MATERIAL TO PROCESS:
>> Start

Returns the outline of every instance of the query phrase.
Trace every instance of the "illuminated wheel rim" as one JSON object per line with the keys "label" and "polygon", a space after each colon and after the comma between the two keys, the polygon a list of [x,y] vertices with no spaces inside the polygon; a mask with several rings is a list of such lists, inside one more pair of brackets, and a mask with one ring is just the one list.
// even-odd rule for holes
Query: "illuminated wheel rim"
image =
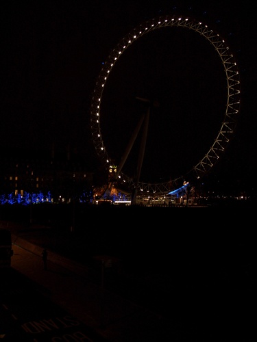
{"label": "illuminated wheel rim", "polygon": [[[96,152],[103,161],[106,170],[110,168],[111,158],[103,143],[101,133],[101,105],[108,76],[117,60],[134,42],[149,32],[168,27],[180,27],[193,30],[211,43],[221,60],[225,71],[227,86],[225,111],[217,136],[211,146],[207,149],[206,153],[196,165],[185,174],[168,182],[150,183],[140,181],[138,186],[142,193],[167,194],[174,189],[175,187],[181,186],[185,180],[193,182],[194,180],[201,178],[208,172],[224,154],[224,151],[233,135],[239,114],[239,73],[233,54],[219,35],[207,25],[187,17],[167,16],[146,21],[130,31],[112,50],[107,61],[103,64],[93,92],[90,107],[91,133]],[[119,176],[121,181],[126,182],[129,188],[132,189],[136,186],[135,180],[133,178],[123,172],[121,172]]]}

>> End

INSTRUCTIONS TO FOLLOW:
Rewrite the material above as a numbered list with one entry per line, skipping any blank lines and leaving out the pictures.

TASK OUTPUT:
1. Returns the outline of every instance of the query phrase.
2. Trace every instance of the "illuminated wheel rim" as one JSON object per line with the keys "label" and "polygon", a space after each colon and after the comma between the two keys, the polygon a list of [x,y] vertices with no spaces inside the polygon; a mask with several rings is a list of such lists, inside one more pair of brackets, and a mask with one ring is just the one list.
3. // even-odd rule for holes
4. Query: "illuminated wheel rim"
5. image =
6. {"label": "illuminated wheel rim", "polygon": [[[96,152],[103,161],[106,170],[110,168],[111,158],[103,143],[101,133],[101,105],[108,76],[117,60],[134,42],[149,32],[168,27],[180,27],[193,30],[211,43],[221,60],[225,71],[227,86],[225,111],[217,136],[211,146],[207,149],[206,153],[196,165],[185,174],[168,182],[150,183],[140,181],[138,186],[142,193],[167,194],[174,189],[175,187],[181,186],[185,180],[193,182],[194,180],[201,178],[208,172],[224,154],[224,151],[233,135],[239,114],[239,73],[233,54],[219,35],[207,25],[187,17],[167,16],[146,21],[130,31],[112,50],[107,61],[103,64],[93,92],[90,107],[91,133]],[[119,176],[121,181],[126,182],[129,188],[132,189],[136,186],[135,180],[133,178],[123,172],[121,172]]]}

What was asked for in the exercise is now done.